Fonte:
━━━

O novo Pacto para as Migrações e Asilo da União Europeia, apresentado em Setembro em Bruxelas, é a “última oportunidade” para os 27 assumirem as suas responsabilidades no acolhimento de pessoas em fuga de situações de guerra ou miséria, disse o alto comissário das Nações Unidas para os Refugiados, Filippo Grandi, numa passagem recente por Lisboa para deixar uma mensagem à presidência portuguesa. Mas será esse pacto a solução para a crise que já foi chamada de solidariedade e que continua sem fim à vista?

Cinco anos depois do acordo entre a UE e a Turquia para travar o fluxo de refugiados e migrantes, assinado em Março de 2016, a Síria continua a ser o principal país de origem dos pedidos de asilo nos 27, com 74 mil pedidos em 2019. Desde a repressão à revolta de 2011, a maioria dos sírios, mais de 13 milhões, tornou-se refugiado ou deslocado dentro do seu país: a conferência de Bruxelas sobre a Síria, o quinto fórum de dadores, que se realiza esta segunda e terça-feira, ajudará a clarificar a dimensão das necessidades.

Os sírios – e não são os únicos – que conseguem chegar à Europa não têm um país para onde possam voltar. Uma realidade que parece chocar com o novo Pacto para as Migrações e Asilo, um documento que põe a tónica nos repatriamentos, procurando assim contornar a recusa de vários Estados-membros em acolher pessoas.

A proposta da Comissão Europeia passa por um “mecanismo de solidariedade” obrigatório e permanente, que pode ser accionado em situações de ruptura no sistema de acolhimento de um dado país, ao mesmo tempo que serve para pôr em prática um esquema que permite aos países optar entre receber os candidatos à protecção internacional e “patrocinar” o seu repatriamento.

━━━

Material apresentado:
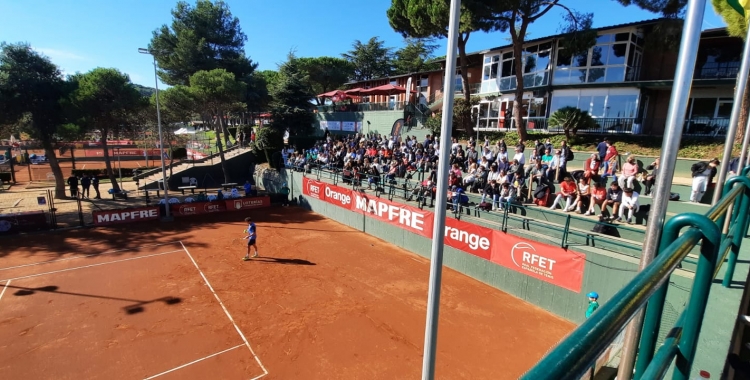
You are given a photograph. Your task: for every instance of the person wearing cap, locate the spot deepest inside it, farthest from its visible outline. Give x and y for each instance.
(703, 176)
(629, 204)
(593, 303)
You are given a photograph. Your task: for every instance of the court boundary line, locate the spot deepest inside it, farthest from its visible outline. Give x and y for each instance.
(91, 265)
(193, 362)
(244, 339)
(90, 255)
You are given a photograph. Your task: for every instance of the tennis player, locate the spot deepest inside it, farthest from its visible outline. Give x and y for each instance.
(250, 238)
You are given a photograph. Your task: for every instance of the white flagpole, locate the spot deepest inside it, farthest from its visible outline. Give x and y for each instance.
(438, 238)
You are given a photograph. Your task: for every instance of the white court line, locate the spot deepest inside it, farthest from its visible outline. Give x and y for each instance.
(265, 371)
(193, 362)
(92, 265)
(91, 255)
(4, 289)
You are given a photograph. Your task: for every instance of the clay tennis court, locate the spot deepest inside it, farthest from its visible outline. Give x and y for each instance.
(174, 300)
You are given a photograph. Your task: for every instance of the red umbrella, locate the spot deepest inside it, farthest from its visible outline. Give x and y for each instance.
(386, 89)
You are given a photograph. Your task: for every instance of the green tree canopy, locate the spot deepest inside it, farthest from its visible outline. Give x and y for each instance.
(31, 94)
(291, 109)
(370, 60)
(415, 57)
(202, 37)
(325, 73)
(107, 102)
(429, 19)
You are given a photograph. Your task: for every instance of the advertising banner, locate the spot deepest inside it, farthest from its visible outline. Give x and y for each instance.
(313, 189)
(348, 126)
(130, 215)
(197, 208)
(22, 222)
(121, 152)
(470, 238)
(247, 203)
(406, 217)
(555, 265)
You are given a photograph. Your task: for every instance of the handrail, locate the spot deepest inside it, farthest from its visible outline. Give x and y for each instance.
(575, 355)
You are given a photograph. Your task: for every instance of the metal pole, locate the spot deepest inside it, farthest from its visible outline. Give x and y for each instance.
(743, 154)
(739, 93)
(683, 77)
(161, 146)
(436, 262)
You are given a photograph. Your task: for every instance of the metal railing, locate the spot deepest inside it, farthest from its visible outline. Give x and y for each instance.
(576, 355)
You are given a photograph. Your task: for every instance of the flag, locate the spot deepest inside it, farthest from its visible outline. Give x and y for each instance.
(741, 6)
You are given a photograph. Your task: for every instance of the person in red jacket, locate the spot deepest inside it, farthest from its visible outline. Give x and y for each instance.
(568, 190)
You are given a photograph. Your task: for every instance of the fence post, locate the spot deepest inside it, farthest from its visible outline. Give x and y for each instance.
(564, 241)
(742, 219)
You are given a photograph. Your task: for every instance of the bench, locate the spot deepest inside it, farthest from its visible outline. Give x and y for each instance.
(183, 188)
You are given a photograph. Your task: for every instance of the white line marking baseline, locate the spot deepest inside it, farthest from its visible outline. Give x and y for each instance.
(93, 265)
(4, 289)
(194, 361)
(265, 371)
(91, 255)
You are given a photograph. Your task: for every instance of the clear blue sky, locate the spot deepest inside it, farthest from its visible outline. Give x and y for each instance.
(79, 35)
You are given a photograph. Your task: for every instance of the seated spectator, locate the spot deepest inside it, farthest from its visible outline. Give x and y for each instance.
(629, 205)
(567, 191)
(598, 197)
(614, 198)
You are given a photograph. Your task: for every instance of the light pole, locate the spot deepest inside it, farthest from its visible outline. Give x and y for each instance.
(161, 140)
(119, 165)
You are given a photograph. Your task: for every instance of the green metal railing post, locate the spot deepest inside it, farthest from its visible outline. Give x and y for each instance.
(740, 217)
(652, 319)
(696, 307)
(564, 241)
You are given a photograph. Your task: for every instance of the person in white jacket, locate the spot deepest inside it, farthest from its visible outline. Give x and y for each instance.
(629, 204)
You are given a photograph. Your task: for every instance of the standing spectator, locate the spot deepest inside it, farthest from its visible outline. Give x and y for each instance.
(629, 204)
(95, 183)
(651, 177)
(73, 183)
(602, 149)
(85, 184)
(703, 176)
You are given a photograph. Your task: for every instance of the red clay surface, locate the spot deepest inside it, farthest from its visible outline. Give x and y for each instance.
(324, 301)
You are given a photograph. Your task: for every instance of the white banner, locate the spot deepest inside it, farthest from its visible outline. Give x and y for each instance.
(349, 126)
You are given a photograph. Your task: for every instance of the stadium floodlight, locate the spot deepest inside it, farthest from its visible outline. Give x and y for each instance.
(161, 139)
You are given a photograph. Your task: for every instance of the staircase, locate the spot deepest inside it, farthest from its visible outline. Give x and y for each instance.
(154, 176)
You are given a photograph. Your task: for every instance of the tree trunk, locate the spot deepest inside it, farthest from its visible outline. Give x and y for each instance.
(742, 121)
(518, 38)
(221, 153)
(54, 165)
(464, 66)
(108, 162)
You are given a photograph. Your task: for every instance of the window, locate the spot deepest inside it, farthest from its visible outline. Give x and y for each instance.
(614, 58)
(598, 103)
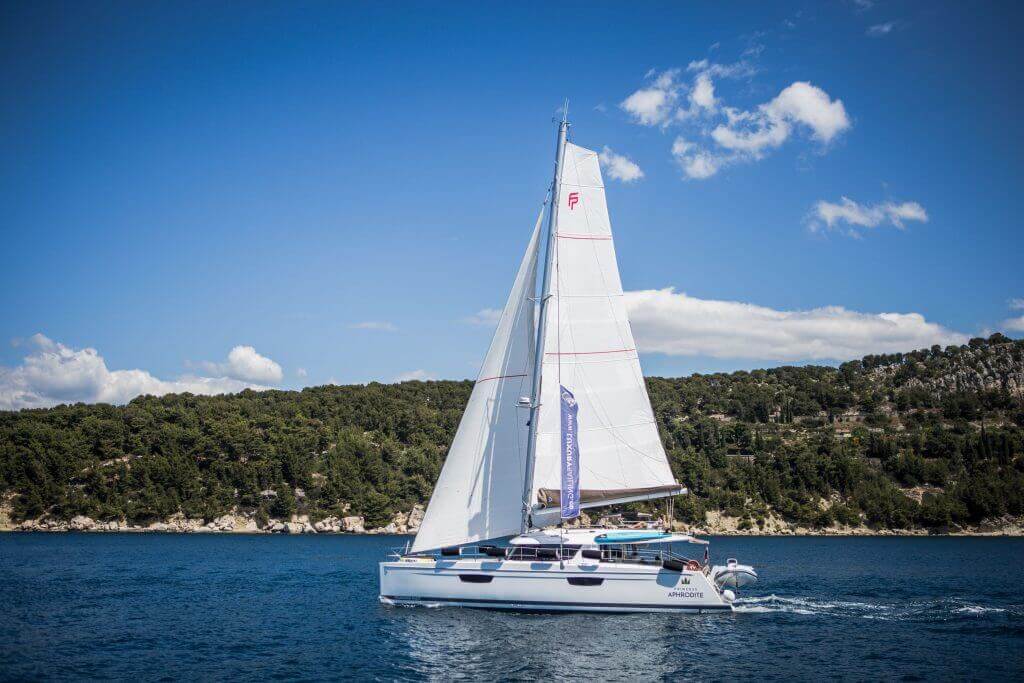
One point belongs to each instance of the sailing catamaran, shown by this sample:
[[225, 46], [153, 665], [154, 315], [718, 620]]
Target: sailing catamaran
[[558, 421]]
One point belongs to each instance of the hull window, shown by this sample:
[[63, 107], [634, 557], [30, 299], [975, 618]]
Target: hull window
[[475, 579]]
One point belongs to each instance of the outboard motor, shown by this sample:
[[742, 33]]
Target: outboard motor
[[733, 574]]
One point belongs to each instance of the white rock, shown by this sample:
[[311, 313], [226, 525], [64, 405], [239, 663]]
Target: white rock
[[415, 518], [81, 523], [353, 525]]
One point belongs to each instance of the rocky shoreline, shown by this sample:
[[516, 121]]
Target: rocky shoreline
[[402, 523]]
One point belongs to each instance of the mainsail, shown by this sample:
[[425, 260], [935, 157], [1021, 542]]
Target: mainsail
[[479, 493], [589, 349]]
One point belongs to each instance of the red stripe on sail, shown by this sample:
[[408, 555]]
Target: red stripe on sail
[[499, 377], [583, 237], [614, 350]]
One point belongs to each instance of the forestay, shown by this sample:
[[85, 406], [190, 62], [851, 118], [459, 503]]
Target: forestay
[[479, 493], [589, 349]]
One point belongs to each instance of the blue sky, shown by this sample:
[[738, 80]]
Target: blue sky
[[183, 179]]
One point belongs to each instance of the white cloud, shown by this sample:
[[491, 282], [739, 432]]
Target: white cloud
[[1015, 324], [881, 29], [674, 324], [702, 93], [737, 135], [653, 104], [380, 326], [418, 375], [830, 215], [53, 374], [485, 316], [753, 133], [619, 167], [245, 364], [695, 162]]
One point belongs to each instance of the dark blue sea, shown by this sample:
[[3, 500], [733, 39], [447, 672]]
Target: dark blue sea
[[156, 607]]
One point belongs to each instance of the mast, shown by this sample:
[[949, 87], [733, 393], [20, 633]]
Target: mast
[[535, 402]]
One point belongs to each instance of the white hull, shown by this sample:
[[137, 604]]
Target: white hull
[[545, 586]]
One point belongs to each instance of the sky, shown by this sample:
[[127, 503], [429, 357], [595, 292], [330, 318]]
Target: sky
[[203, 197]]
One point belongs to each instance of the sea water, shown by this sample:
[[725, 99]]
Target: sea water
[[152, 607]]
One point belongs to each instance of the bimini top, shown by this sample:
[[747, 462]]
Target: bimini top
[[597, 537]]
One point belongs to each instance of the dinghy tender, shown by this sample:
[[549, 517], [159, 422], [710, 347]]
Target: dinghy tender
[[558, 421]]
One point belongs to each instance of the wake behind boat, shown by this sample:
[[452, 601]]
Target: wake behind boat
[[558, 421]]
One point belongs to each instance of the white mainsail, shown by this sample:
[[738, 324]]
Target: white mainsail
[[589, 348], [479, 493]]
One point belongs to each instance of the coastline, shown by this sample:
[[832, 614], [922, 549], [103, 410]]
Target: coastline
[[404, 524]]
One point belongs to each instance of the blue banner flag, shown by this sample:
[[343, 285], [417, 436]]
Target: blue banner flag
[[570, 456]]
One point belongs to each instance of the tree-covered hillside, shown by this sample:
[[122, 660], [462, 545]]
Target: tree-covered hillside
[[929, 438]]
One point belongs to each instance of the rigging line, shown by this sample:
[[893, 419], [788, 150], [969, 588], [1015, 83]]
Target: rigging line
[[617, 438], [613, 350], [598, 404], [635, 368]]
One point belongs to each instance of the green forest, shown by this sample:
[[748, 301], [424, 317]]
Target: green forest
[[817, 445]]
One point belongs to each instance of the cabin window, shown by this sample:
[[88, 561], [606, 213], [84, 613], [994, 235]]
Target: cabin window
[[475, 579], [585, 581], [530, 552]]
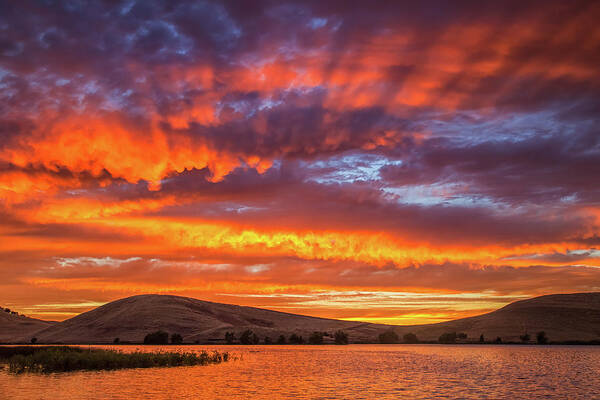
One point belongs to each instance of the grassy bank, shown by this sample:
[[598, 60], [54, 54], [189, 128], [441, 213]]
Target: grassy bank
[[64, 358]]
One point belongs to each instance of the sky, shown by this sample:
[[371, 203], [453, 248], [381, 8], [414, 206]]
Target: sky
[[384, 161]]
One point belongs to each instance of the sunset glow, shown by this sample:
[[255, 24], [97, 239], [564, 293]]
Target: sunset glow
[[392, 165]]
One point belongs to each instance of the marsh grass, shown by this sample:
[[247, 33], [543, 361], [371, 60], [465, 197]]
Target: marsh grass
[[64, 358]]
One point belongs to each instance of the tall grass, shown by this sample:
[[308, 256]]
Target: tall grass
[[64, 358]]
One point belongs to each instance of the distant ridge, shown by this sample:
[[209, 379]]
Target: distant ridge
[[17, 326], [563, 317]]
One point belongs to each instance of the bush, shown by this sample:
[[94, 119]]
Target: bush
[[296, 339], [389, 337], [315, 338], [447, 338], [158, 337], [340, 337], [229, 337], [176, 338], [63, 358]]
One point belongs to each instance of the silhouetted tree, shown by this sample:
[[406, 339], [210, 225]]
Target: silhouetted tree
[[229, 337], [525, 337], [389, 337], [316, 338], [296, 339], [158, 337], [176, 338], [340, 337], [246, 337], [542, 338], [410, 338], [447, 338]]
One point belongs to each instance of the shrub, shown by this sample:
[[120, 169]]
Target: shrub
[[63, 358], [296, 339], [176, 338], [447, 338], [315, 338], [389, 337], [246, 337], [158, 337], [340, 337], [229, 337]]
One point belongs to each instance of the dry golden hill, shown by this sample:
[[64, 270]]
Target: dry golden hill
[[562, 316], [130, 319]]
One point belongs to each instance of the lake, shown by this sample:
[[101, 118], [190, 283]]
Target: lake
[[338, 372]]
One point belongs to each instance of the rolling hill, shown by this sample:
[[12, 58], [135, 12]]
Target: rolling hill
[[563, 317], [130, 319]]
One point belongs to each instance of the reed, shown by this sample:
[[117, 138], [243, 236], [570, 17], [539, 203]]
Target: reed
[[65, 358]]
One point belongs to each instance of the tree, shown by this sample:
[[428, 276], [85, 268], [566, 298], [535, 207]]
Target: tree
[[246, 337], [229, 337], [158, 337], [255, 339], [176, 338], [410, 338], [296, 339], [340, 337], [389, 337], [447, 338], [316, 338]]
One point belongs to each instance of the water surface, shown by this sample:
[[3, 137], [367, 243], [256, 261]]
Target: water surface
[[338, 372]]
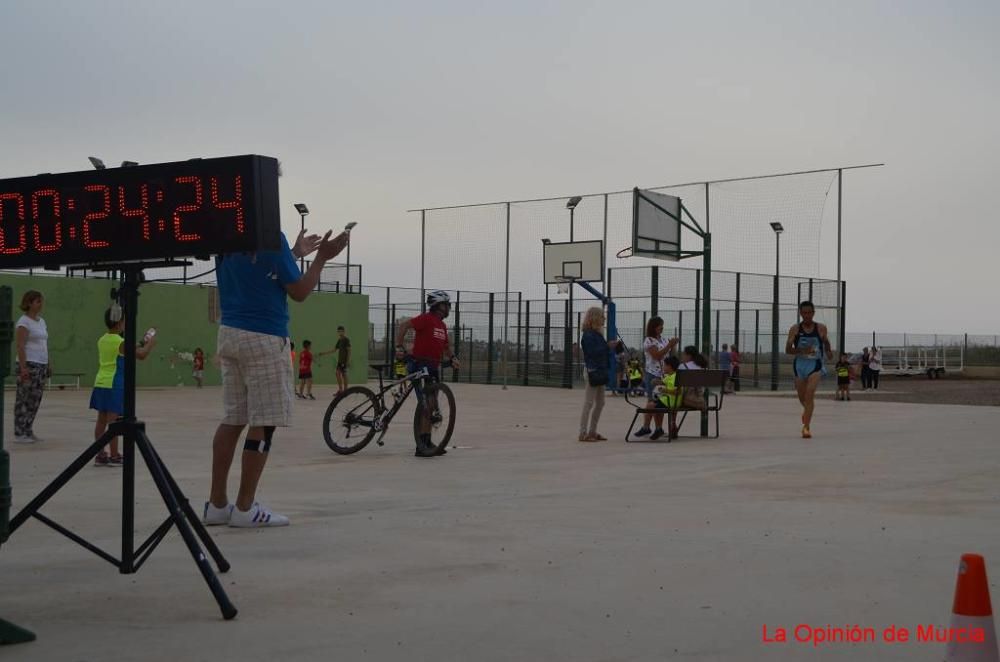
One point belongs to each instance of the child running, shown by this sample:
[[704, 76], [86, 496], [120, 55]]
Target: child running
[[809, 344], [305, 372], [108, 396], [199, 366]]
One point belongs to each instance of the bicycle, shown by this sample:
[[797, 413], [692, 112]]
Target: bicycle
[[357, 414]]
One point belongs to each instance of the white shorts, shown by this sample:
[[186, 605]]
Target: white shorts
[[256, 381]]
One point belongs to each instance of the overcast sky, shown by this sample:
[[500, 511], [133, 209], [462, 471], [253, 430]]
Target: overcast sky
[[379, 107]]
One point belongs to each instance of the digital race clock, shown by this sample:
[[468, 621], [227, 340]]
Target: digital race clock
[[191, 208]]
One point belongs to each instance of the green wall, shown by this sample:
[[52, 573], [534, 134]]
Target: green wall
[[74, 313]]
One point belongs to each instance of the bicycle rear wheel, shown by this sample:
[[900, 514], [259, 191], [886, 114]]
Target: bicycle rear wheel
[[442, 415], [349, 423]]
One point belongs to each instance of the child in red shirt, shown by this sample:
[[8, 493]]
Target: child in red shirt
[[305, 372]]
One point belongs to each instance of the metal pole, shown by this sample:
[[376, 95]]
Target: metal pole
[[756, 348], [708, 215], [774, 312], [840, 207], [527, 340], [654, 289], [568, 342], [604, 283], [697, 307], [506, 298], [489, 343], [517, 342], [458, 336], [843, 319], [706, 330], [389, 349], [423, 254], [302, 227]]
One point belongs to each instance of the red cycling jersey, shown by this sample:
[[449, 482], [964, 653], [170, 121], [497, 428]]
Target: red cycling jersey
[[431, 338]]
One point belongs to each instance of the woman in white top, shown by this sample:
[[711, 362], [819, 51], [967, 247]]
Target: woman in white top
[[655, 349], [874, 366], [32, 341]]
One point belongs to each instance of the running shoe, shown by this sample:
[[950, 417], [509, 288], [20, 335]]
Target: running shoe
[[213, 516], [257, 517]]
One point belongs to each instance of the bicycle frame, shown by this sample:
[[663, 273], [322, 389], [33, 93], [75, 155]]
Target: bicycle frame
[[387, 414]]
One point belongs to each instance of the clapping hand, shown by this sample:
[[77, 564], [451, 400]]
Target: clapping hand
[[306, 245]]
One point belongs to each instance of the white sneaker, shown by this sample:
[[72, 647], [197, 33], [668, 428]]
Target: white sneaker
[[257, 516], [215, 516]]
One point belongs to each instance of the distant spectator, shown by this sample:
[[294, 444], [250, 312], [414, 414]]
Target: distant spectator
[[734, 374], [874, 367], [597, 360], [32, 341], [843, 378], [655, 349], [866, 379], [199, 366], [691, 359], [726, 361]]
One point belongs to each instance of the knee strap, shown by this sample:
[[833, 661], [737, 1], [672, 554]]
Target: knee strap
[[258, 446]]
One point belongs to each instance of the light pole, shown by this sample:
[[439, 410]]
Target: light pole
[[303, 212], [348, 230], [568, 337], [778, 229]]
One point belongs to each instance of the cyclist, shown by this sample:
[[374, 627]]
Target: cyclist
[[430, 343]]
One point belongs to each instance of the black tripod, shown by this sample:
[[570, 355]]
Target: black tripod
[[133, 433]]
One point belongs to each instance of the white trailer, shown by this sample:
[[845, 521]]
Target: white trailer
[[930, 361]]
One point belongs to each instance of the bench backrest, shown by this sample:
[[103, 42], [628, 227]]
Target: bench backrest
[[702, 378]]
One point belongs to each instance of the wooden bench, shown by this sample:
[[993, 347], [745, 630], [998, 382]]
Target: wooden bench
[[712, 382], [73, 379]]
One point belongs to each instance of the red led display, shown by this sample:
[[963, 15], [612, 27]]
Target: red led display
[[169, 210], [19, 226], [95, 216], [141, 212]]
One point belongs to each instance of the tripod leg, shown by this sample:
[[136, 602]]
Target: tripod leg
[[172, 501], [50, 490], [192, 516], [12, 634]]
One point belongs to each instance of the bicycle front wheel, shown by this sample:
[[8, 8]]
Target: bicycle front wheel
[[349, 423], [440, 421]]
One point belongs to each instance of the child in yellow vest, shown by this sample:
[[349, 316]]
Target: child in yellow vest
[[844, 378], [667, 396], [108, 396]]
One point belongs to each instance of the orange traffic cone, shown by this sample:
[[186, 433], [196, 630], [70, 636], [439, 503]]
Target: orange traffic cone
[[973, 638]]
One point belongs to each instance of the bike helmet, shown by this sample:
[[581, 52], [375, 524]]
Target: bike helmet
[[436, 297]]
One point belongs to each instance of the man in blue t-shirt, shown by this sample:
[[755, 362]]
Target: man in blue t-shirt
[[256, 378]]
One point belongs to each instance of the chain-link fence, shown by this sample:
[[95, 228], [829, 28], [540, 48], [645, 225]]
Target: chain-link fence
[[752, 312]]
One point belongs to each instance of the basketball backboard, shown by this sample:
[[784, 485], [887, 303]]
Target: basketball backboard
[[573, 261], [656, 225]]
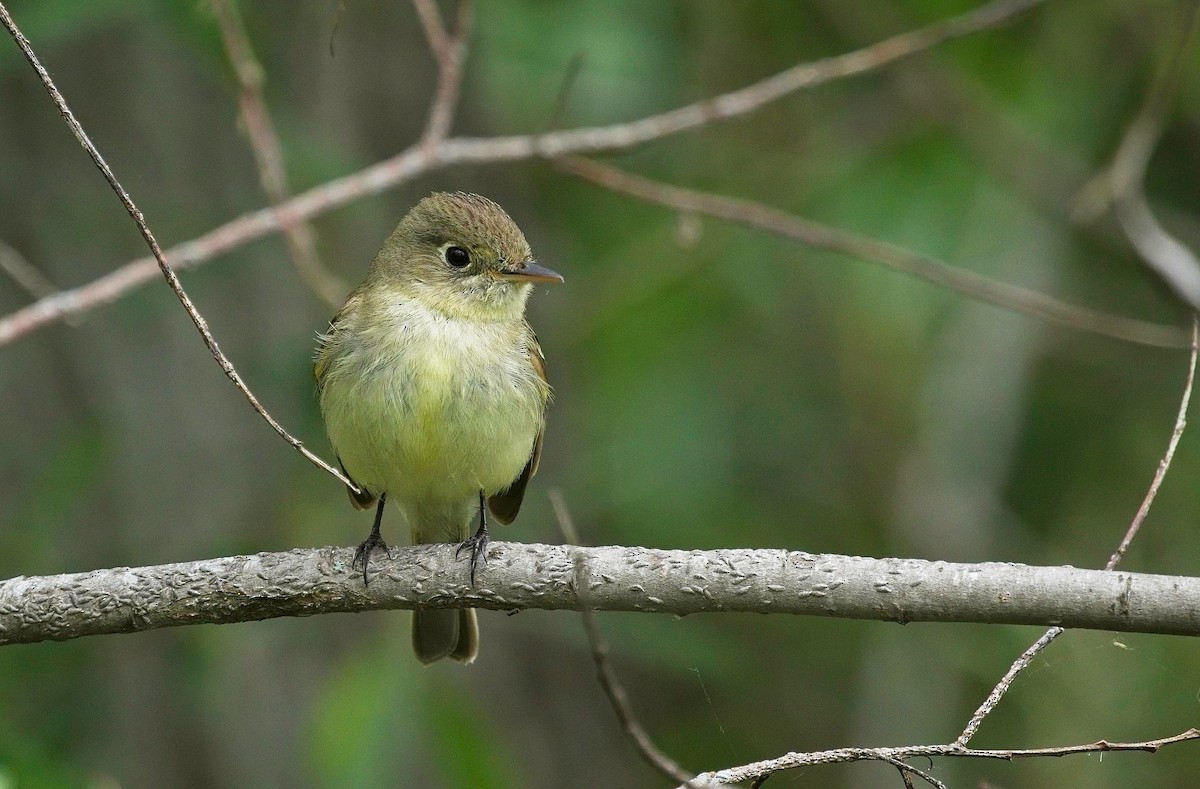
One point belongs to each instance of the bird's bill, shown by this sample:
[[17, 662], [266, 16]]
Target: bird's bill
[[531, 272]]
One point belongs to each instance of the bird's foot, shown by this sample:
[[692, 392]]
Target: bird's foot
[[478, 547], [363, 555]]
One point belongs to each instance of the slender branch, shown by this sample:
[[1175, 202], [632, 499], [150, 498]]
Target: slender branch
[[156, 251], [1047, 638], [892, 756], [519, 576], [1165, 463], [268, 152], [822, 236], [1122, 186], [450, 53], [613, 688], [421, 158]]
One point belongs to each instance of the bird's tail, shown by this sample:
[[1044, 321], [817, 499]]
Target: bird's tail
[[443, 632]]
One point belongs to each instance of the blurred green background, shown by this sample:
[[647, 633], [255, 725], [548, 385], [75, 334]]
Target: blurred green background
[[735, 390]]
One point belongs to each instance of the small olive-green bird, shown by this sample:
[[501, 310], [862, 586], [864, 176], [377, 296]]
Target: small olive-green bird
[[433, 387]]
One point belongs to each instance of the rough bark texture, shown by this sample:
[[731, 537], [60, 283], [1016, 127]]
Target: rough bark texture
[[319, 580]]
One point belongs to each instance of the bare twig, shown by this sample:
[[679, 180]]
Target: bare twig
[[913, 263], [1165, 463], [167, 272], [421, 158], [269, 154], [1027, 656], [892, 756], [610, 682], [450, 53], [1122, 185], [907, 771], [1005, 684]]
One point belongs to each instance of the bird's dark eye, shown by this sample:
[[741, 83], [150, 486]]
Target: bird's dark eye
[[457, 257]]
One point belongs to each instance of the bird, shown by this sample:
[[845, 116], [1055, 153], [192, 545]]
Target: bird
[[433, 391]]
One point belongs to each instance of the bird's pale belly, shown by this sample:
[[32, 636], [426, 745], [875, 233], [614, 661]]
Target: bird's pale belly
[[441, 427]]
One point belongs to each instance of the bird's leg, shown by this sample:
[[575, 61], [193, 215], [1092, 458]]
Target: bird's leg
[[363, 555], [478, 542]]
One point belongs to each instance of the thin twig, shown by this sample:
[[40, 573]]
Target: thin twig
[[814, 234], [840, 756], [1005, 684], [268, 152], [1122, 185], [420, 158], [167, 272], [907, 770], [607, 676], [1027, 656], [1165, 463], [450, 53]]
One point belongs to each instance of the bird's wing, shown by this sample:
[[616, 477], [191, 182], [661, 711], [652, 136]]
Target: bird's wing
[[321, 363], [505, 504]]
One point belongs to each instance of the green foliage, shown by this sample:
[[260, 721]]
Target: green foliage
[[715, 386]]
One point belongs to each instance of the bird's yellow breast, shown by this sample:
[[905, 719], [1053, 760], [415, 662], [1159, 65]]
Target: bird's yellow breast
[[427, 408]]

━━━

Tarefas:
- A) Por favor, extraia da fonte, sem qualquer alteração, todo o trecho que vai desde "Os sírios –" até "o seu repatriamento.".
- B) De acordo com a fonte, quantos pedidos de asilo de origem síria houve nos 27 em 2019?

Respostas:
- A)
Os sírios – e não são os únicos – que conseguem chegar à Europa não têm um país para onde possam voltar. Uma realidade que parece chocar com o novo Pacto para as Migrações e Asilo, um documento que põe a tónica nos repatriamentos, procurando assim contornar a recusa de vários Estados-membros em acolher pessoas.

A proposta da Comissão Europeia passa por um “mecanismo de solidariedade” obrigatório e permanente, que pode ser accionado em situações de ruptura no sistema de acolhimento de um dado país, ao mesmo tempo que serve para pôr em prática um esquema que permite aos países optar entre receber os candidatos à protecção internacional e “patrocinar” o seu repatriamento.

- B) 74 mil pedidos.